Data records:
──────
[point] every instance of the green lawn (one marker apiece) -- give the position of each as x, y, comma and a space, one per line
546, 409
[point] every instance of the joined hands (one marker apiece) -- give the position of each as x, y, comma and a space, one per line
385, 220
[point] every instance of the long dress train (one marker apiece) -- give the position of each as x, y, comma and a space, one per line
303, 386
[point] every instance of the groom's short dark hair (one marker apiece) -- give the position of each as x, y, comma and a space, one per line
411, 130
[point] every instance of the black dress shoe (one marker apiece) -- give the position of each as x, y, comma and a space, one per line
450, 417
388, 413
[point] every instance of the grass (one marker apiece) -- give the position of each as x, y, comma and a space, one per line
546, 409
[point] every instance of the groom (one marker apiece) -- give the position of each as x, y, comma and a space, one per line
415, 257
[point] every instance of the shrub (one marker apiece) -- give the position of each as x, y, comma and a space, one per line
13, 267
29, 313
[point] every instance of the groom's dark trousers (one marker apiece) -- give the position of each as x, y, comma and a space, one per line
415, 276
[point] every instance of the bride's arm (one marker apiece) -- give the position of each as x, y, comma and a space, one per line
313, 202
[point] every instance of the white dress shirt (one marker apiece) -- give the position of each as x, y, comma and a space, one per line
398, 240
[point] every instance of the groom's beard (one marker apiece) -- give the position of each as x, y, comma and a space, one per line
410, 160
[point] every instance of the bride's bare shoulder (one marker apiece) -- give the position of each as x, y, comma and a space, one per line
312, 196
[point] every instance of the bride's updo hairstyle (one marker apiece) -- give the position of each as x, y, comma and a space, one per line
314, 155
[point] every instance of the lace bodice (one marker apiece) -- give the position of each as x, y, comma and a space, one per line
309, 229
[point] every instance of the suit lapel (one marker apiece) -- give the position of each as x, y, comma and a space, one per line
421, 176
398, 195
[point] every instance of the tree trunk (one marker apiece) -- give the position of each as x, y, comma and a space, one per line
──────
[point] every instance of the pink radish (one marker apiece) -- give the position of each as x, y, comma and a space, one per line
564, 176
──────
Exercise brief: Reproduce verbatim the data from the line containing "[point] every instance of the bride's arm" up to and including the line containing "[point] every instance of the tree".

Final answer:
[point] every instance of the bride's arm (one marker apiece) -- give the position of each as x, y, comma and a space, one per line
313, 202
[point] every instance of the white dress shirt (one marker apiece) -- give the position of each as x, y, comma and a space, one per line
398, 240
[point] every instance of the groom's beard (one marker apiece) -- give the position of each as x, y, comma and a space, one per line
410, 160
[point] every instance of the bride's bare shoulder (one marker apiece) -- give the position of each as x, y, comma and a space, one per line
312, 196
[point] every instance of the bride's updo hairstyle (one marker apiece) -- give the position of each as x, y, comma and a space, one per line
314, 155
[point] every instance of the lace bodice (one marker apiece) -- give the position of each as x, y, comma and a space, one per line
309, 229
[point] every instance of the suit lapel (one marker apiece) -- give the position of each as x, y, comma and a space, one per line
421, 176
398, 195
[point] every instance of the tree trunk (one marker apiece) -- give the position of each as x, y, comma and a space, one per line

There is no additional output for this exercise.